> _SUPPLIED RECORDS_:
○ ○ ○ ○

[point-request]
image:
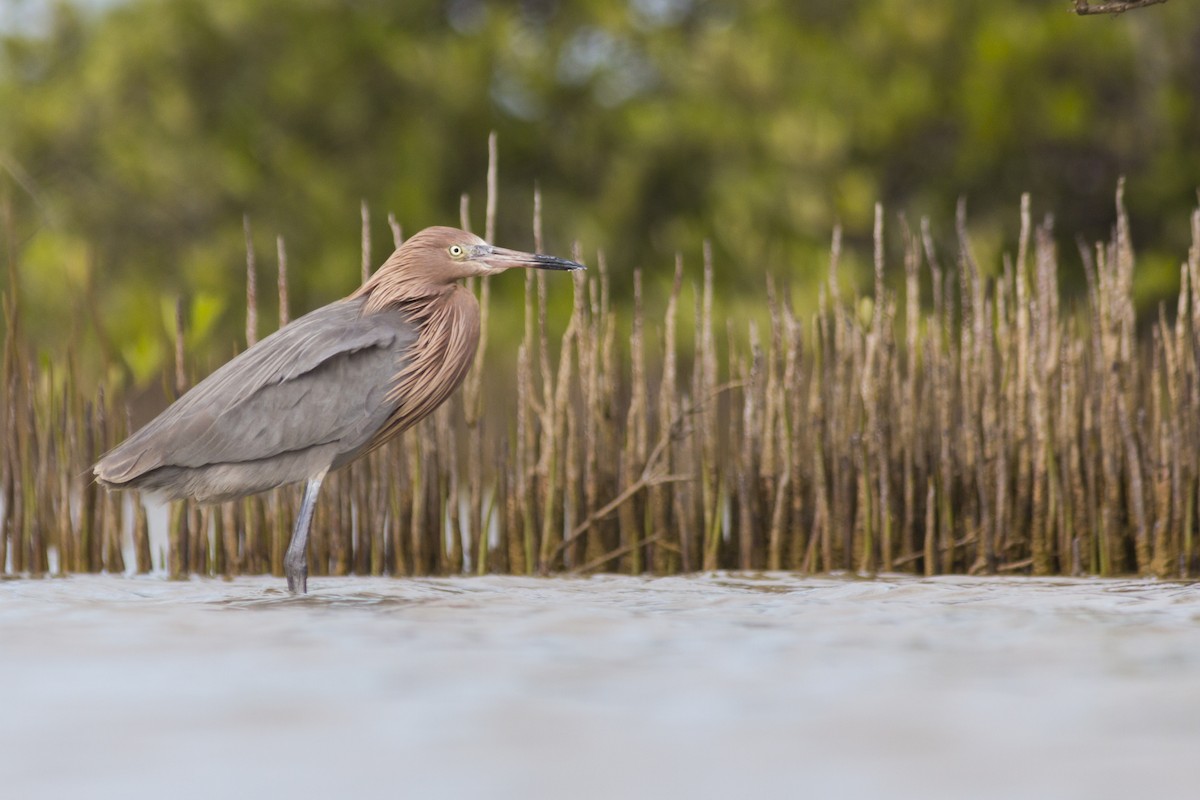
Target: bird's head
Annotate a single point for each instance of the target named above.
(450, 254)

○ ○ ○ ○

> _HOW TO COMPLETE THIS TASK_:
All of the data is to be reproduced exactly, with the pictures left out.

> _SOLUTION TO THE PROBLEM_:
[point-request]
image:
Target: bird's head
Annotate a single point for each instance of the target named above.
(450, 254)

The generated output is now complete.